# Text provided
* * * * *

All very interesting, the near perfect choice music score accompanies the often sad and depressing tempo of the film. French with English subtitles.

 

Very Highly Recommended (imho)

 

Debs

 

~~<<>>~~

 

Musiques (from the film end credits)

 

Ludwig Van Beethoven

Trio avec piano in D op.70 no.1 ré majeur

Largo assai ed espressivo

 

Wolfgang Amadeus Mozart

Trio "Les Quilles" K.498

transcrit pour violon, violoncelle et piano

Rondeau allegretto

 

Domenico Scarlatti

sonate K322

 

Franz Schubert

Sonate pour piano en la mineur D.959

Andante

 

Robert Schumann

Etudes symphoniques op.13, 9ème variation

Davidbundletanze op.6,variation Wie aus der Ferne

 

François Rauber

Marche Napoléoniene et Fanfares

Musique de la Garde Républicaine - Direction : Major Péaud

 

Interprètes

Regis Pasquier violon

Lluis caret violoncelle

Philippe cassard piano

Pierre Hantaï  clavecin

 

~ ~<<>>~ ~  

Posted on: 02 July 2011 by Haim Ronen

Posted on: 05 July 2011 by Blueknowz

This received some poor reviews ,which I don't understand!

* * * * *

# Work to do
Carry on the film comments from their last line. The material after the film comments comes from a different source.

# Extracted material
* * * * *

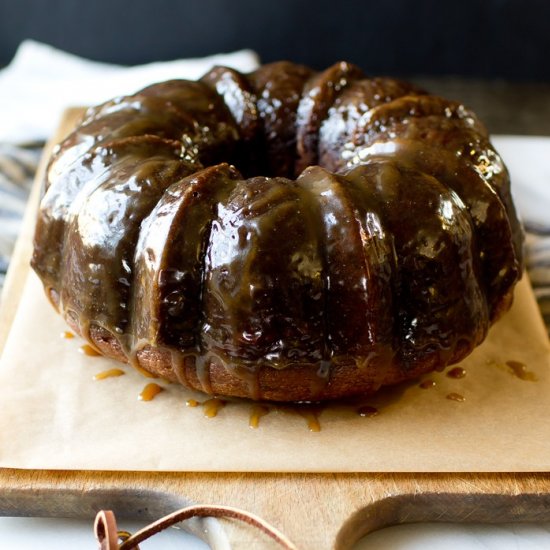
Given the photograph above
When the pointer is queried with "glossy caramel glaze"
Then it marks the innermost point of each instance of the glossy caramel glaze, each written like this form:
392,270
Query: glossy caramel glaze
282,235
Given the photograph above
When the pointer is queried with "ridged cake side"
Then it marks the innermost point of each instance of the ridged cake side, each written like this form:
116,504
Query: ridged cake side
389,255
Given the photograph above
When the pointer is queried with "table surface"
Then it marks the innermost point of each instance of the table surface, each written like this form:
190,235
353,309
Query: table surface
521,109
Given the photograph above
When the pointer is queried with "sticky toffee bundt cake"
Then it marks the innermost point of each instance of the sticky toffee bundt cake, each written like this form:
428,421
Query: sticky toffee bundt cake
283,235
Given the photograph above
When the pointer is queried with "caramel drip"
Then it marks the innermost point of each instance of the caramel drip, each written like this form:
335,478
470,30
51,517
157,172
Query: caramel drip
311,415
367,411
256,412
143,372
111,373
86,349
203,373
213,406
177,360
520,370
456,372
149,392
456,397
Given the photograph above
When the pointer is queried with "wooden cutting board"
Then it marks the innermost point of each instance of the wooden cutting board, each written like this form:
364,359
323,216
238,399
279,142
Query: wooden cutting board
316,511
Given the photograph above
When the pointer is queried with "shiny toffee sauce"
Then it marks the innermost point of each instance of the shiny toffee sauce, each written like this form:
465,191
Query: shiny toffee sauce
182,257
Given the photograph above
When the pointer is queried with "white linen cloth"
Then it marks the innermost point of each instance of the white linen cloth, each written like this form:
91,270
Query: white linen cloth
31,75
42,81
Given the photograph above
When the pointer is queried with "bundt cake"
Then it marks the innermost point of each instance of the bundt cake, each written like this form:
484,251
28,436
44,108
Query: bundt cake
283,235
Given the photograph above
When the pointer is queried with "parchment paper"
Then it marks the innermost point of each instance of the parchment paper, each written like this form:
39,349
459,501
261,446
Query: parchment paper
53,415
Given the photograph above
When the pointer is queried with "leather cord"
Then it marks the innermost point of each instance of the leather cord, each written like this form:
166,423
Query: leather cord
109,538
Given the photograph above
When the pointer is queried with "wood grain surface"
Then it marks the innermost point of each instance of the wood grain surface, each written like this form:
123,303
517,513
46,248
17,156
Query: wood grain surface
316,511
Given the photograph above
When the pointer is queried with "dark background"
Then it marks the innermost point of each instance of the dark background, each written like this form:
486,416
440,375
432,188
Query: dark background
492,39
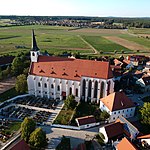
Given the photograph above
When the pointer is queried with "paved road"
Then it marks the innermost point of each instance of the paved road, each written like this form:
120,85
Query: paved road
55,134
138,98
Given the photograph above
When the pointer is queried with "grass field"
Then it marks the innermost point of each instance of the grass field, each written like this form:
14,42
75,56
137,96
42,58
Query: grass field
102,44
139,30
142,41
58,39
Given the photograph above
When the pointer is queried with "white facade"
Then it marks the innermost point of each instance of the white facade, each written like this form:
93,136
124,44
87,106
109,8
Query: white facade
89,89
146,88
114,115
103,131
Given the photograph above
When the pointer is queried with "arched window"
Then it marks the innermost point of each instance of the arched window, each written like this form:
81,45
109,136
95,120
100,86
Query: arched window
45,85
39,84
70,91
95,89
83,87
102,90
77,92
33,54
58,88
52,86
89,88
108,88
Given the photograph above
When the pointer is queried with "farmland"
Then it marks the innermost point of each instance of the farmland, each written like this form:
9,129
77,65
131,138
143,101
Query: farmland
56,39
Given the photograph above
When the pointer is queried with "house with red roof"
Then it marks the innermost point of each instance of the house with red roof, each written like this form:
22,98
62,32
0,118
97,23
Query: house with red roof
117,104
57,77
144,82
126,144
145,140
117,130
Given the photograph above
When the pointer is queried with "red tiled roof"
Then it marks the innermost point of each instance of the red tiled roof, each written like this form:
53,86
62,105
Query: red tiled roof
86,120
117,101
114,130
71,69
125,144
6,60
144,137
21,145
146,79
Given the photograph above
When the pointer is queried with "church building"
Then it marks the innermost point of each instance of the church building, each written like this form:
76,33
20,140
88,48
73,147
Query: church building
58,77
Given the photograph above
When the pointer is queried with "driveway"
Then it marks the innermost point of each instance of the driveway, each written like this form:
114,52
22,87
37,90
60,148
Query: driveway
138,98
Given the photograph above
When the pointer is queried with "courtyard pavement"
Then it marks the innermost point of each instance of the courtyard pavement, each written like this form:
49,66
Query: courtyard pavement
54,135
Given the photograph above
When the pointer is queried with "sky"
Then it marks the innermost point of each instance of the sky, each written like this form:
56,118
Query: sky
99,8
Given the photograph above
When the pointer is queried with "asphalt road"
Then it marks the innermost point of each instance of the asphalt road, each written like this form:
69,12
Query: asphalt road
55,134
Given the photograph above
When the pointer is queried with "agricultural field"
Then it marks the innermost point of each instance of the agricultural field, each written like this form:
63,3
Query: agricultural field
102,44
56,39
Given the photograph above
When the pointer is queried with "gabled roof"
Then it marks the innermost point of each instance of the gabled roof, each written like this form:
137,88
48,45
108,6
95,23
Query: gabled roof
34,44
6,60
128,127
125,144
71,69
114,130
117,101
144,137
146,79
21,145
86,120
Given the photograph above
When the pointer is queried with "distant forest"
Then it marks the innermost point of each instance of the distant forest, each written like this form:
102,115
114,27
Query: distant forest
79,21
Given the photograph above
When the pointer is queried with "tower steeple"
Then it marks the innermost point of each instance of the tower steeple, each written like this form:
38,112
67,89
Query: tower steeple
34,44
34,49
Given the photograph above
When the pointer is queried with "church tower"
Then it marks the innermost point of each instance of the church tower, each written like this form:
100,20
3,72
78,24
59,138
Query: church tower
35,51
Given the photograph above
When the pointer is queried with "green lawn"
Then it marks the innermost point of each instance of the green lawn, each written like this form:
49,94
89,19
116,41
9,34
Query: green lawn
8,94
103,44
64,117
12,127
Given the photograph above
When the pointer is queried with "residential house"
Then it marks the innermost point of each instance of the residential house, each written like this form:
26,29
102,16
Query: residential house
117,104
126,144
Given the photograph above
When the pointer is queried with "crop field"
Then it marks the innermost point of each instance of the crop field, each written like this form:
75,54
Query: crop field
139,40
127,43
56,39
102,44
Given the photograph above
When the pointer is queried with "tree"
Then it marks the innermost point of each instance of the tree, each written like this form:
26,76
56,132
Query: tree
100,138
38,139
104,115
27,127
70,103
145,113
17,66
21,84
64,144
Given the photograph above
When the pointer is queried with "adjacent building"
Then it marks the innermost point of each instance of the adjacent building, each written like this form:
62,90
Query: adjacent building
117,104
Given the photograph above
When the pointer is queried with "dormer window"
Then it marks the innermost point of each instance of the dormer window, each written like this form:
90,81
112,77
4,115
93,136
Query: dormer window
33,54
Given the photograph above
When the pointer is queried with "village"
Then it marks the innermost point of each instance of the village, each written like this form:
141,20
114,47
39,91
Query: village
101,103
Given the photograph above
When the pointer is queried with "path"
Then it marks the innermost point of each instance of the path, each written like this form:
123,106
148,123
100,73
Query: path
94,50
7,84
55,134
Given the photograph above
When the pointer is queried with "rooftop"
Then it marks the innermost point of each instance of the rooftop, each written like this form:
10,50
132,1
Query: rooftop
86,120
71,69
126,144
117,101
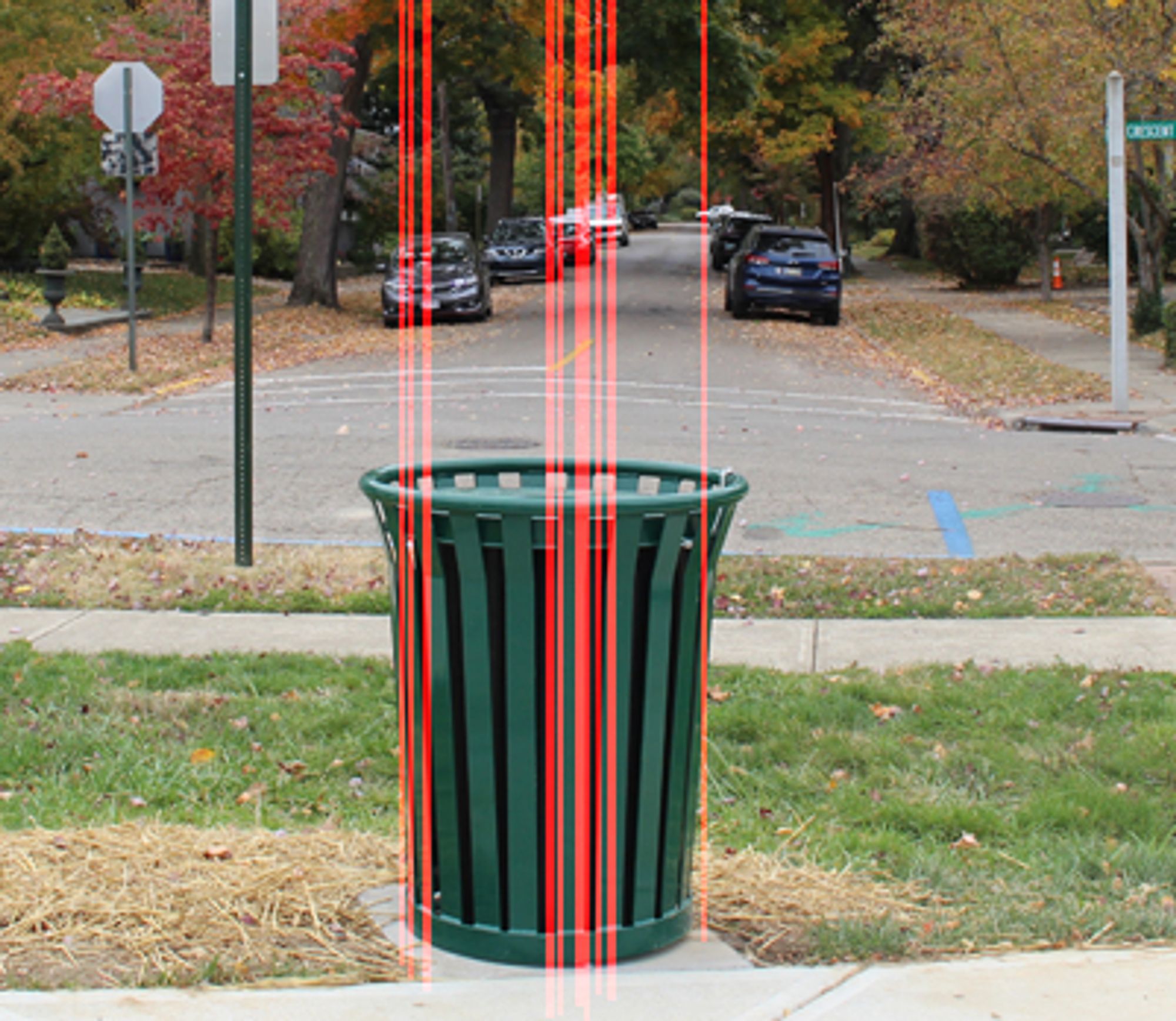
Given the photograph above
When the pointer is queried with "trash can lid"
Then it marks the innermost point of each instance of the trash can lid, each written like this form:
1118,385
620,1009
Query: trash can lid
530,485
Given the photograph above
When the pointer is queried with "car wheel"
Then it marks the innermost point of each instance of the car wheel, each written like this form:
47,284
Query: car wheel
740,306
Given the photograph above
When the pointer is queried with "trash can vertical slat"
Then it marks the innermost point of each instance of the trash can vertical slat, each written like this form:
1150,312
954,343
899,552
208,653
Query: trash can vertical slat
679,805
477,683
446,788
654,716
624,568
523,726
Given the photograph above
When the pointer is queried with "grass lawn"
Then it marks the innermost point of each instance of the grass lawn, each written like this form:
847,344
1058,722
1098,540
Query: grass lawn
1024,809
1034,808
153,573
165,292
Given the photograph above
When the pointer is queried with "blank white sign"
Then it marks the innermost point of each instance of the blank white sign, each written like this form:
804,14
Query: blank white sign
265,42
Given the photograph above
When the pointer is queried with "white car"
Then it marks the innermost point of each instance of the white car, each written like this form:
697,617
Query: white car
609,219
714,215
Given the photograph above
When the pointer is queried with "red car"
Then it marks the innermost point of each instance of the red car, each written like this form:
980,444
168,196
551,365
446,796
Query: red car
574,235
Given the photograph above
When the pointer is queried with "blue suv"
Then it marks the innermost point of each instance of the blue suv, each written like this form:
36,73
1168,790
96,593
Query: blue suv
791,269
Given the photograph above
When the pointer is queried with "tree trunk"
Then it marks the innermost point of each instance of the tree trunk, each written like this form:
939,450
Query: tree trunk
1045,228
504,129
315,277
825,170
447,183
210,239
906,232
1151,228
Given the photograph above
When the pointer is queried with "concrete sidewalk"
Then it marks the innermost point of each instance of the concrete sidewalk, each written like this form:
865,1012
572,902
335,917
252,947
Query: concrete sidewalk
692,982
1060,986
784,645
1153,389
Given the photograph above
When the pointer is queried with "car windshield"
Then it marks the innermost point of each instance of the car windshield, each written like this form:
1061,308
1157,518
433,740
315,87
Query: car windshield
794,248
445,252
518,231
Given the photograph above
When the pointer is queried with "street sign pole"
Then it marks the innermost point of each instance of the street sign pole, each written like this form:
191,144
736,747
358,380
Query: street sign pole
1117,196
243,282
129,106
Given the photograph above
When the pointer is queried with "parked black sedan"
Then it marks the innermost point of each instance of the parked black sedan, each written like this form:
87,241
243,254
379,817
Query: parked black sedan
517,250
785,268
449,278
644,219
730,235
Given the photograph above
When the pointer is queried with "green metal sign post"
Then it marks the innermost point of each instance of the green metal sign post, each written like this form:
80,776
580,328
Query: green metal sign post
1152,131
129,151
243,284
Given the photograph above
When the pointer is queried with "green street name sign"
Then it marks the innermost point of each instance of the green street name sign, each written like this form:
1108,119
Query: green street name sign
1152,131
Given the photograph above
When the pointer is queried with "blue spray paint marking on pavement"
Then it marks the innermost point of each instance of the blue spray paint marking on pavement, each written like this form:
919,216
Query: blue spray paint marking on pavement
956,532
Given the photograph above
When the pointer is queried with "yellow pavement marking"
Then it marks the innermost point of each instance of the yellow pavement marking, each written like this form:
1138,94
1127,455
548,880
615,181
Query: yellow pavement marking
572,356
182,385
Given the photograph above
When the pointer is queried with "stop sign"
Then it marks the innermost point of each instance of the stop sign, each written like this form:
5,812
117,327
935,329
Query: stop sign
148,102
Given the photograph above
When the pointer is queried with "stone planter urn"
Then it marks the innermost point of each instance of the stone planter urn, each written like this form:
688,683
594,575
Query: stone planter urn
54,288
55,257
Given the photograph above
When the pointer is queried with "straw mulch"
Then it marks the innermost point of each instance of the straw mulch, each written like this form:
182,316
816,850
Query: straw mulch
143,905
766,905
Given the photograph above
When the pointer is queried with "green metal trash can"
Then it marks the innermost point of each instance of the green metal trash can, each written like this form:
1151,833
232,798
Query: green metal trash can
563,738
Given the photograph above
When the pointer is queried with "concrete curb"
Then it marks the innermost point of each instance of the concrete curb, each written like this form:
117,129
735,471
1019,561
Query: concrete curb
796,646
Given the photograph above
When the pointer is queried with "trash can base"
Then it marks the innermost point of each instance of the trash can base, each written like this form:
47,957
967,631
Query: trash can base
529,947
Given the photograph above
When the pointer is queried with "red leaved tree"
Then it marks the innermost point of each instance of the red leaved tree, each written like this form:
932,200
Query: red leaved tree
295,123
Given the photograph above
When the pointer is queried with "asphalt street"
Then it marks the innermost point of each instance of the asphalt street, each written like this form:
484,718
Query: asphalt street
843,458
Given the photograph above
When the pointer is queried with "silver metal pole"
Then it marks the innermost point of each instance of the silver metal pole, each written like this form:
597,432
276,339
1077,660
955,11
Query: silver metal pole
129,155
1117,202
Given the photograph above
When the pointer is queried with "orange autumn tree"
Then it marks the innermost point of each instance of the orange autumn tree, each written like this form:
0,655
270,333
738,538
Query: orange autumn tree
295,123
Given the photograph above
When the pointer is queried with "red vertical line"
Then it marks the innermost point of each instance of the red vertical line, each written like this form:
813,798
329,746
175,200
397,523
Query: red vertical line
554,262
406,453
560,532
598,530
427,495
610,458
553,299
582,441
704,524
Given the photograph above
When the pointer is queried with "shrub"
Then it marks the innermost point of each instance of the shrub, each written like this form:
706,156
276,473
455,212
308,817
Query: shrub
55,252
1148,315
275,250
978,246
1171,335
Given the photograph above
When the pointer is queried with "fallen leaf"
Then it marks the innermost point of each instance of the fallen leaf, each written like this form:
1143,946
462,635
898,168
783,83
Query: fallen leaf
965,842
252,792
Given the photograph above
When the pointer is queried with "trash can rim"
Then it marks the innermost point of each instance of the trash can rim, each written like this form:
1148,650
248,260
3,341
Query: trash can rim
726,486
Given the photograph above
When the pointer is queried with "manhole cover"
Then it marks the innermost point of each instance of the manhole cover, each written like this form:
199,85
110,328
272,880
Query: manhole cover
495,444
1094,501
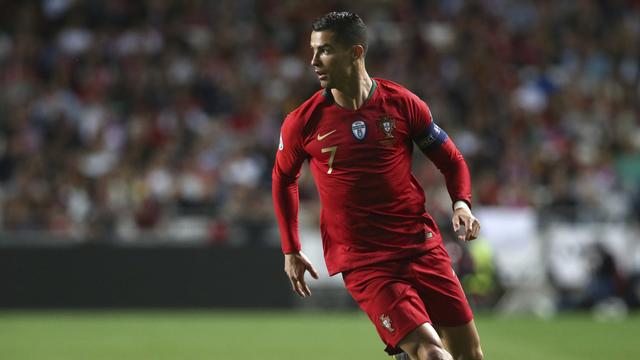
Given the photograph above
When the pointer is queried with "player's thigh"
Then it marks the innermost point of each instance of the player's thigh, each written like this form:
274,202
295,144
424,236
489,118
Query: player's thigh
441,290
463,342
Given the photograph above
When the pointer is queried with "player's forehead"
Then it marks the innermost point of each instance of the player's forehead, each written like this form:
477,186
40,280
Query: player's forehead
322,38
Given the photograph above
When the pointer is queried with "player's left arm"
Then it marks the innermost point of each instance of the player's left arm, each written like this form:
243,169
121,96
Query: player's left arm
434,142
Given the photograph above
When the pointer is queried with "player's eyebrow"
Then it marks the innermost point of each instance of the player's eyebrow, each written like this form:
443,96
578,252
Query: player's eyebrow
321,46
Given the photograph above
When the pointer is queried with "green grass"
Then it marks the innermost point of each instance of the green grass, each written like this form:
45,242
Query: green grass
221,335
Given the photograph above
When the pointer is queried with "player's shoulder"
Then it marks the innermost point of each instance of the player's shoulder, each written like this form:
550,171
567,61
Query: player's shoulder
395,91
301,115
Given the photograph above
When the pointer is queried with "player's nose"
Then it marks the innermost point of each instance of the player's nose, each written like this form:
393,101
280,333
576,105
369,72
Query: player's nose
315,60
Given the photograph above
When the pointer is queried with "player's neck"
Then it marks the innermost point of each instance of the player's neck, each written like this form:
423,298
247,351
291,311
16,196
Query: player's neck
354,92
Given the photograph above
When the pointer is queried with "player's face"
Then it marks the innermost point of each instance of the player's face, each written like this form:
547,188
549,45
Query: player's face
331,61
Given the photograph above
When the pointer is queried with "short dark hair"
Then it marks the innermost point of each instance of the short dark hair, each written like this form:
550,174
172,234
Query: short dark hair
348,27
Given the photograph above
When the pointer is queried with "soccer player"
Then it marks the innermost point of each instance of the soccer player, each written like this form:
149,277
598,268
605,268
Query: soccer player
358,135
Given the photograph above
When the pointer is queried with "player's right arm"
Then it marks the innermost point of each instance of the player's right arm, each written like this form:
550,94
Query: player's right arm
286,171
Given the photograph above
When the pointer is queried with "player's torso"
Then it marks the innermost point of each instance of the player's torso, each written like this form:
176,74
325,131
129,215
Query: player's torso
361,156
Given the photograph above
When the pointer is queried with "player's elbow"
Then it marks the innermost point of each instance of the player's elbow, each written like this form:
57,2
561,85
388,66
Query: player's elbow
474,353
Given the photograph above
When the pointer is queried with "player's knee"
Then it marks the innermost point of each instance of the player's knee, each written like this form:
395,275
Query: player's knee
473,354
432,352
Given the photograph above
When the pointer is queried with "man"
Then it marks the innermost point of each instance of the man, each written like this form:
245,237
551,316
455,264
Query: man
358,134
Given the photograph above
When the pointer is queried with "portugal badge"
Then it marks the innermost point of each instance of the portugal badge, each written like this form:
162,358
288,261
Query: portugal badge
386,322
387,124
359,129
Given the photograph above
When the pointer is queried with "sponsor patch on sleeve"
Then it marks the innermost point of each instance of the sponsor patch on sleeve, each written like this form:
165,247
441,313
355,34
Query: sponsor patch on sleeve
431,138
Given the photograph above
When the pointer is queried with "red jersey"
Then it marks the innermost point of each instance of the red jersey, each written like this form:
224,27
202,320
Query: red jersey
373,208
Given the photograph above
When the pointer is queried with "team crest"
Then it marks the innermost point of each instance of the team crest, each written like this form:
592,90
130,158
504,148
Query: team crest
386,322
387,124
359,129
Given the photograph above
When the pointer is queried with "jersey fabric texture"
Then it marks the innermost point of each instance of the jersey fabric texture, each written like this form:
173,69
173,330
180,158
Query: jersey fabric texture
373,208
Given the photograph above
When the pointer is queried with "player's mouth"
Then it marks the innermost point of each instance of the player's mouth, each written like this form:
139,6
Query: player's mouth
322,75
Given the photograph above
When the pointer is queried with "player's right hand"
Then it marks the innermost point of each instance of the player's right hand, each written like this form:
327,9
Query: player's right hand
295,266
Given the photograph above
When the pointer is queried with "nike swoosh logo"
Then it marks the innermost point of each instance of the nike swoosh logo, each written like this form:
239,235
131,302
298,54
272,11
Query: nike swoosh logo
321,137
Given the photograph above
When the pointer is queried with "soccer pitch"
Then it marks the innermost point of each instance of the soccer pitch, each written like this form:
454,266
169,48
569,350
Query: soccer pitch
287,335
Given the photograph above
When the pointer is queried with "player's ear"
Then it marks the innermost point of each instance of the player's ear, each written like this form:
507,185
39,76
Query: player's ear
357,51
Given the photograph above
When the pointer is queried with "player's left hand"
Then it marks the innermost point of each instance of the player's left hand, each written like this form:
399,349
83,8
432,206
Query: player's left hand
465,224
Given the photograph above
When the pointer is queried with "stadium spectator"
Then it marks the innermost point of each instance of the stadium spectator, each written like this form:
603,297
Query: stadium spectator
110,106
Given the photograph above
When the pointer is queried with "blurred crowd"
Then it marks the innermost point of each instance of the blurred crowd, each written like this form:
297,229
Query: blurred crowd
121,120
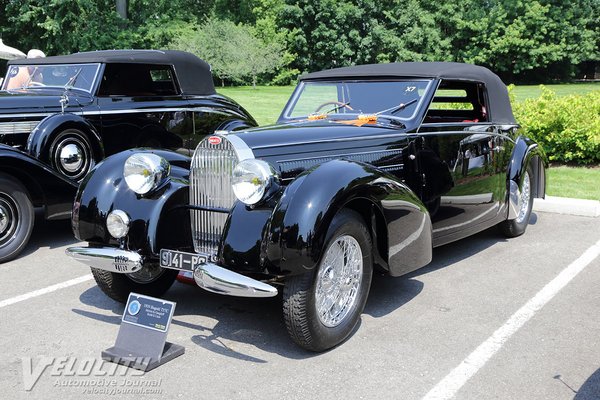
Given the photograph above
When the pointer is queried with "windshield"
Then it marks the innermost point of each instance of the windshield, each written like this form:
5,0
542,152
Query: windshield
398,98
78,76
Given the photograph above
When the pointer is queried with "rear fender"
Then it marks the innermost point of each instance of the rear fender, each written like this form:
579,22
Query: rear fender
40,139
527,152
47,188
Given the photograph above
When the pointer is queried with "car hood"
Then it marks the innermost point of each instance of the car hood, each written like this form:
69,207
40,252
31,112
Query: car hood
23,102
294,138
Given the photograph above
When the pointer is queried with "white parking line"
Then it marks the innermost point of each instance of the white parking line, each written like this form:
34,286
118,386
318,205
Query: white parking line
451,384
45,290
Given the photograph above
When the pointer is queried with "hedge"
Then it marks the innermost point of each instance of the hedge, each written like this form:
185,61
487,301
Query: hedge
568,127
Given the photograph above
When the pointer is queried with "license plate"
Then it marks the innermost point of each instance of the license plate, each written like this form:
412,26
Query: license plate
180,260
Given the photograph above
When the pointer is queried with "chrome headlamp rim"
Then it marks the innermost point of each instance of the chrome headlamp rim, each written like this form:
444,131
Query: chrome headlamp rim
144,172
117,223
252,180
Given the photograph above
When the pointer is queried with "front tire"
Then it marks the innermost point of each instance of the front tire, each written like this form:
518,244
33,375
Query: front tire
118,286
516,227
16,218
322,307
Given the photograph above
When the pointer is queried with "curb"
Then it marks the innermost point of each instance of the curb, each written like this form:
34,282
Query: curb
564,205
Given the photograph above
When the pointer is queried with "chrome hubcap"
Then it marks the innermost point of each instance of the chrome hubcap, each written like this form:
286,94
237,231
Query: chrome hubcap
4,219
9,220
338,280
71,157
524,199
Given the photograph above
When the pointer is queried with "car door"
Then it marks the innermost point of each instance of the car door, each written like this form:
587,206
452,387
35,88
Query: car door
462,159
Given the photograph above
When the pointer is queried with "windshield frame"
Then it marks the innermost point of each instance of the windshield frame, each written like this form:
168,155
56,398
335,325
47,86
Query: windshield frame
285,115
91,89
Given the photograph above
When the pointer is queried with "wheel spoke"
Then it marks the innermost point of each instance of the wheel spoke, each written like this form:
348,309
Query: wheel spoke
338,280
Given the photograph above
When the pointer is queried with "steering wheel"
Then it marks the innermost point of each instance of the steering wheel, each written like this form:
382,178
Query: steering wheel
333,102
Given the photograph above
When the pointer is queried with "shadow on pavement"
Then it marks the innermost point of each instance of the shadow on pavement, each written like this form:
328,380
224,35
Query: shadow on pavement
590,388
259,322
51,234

* * * * *

# In response
Had me on the edge of my seat & despite what some claim on Amazon,you will not figure out the twist in this film.

Posted on: 05 July 2011 by Haim Ronen

 

Directed by Ilisa Barbash and Lucien Castaing-Taylor
USA 2008

 

An unsentimental elegy to the American West, Sweetgrass follows the last modern-day cowboys to lead their flocks of sheep up into Montana's breathtaking and often dangerous Absaroka-Beartooth mountains for summer pasture. This astonishingly beautiful film reveals a world in which nature and culture, animals and humans, and vulnerability and violence are all intimately meshed.

Posted on: 08 July 2011 by JamieL_v2

Well not on DVD, but from the Sky+ box, BBC broadcast, but will no doubt be released on DVD.

 

Great cast, nicely shot and performed, but with a script that is so irritating that after persevering through 5 1/2 episodes, mainly due to the excellent cast, we gave up, and hit fast forward, stopped occationally to see what was happening, realised we didn't care.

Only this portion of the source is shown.